(Beginning of DOCUMENT EXTRACT)
Re: CV and mad panic behaviour
Reply #6691 –
Whilst I share the sentiment over the last few weeks at work I noticed that the furlough numbers at my old healthcare employer were at roughly 10% of the workforce being off for at least the last 4 weeks.
This doesn't apply solely to medical staff. People eat, linen gets washed, people are admitted and booked in, payroll staff organise for pay, it work is done, health information services apply coding data nurse educators provide nurses with education etc.
Each department runs with minimal staff at maximum efficiency. The pandemic has caused a burnout in these places on a level I personally hadn't seen before. Thing is the pandemic response has been as big an issue as the pandemic itself. You have a lot of staff who have had no meaningful break from work, and no time off at all.
They are monitoring 10000 patients in the community along with pcr testing, and vaccine administration, and the regular fulfilment of services despite what the numbers look like on covid statistics.
Surgical booking and the like, is something that can scale. Despite "restrictions" category 1 and category 2 patients continue their surgeries as scheduled and what isn't happening are the cat 3s and 4s (which are bing done as category 1 because there is no sense stopping everything when not necessary).
The pandemic isn't stopping hospitals from operating, they just aren't using 100% capacity to cater for surge where necessary. Thing is, that's a sliding scale.
Don't buy into the external noise. They don't listen to what's going on in the healthcare networks its designed to make you outraged.
The real question I have is why are you outraged?
The health care networks are stretched staff wise but not because the kick up in patients solely, its because of the potential kick up. One health service monitoring over 10k patients who are covid positive and not admitted is something someone needs to plan for even if you don't think it's necessary because if they all need up needing care, it does need some provisioning and the code brown is as much about furlough as it is the pandemic. There is no use someone being monitored for a cardiac arrest or stroke by a covid positive nurse or doctor or pushed around by a covid positive PSA or served food by a covid positive kitchen staffer.
(End of DOCUMENT EXTRACT)
**ASSIGNED TASK**
Quote the forum post on hospital staffing during the pandemic word for word, from "Each department runs" to "when not necessary).".
(Beginning of EXERCISE DATA)
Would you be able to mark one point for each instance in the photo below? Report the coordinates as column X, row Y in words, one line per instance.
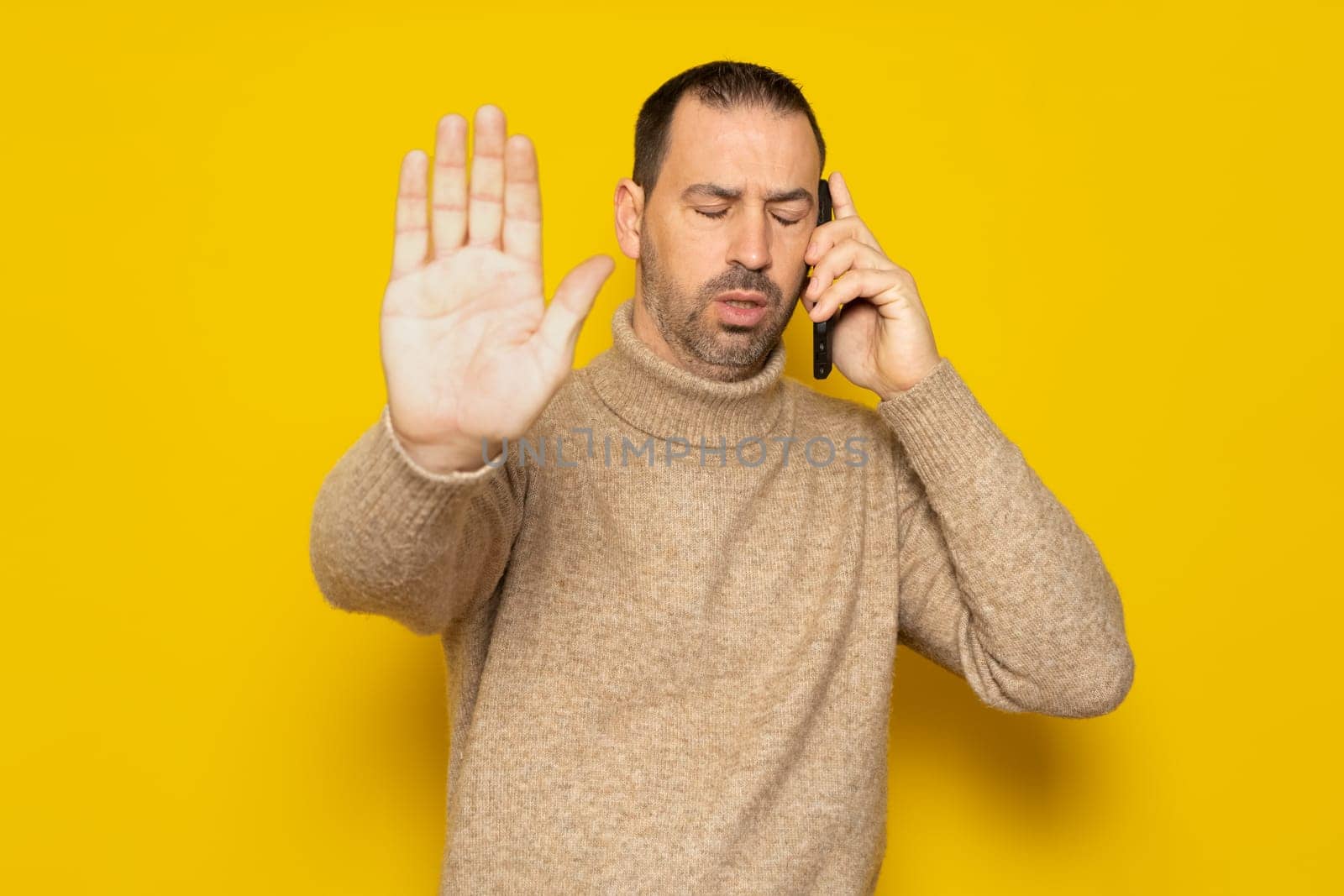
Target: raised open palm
column 470, row 349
(End of EXERCISE DATA)
**OUTPUT BELOW**
Each department runs with minimal staff at maximum efficiency. The pandemic has caused a burnout in these places on a level I personally hadn't seen before. Thing is the pandemic response has been as big an issue as the pandemic itself. You have a lot of staff who have had no meaningful break from work, and no time off at all.
They are monitoring 10000 patients in the community along with pcr testing, and vaccine administration, and the regular fulfilment of services despite what the numbers look like on covid statistics.
Surgical booking and the like, is something that can scale. Despite "restrictions" category 1 and category 2 patients continue their surgeries as scheduled and what isn't happening are the cat 3s and 4s (which are bing done as category 1 because there is no sense stopping everything when not necessary).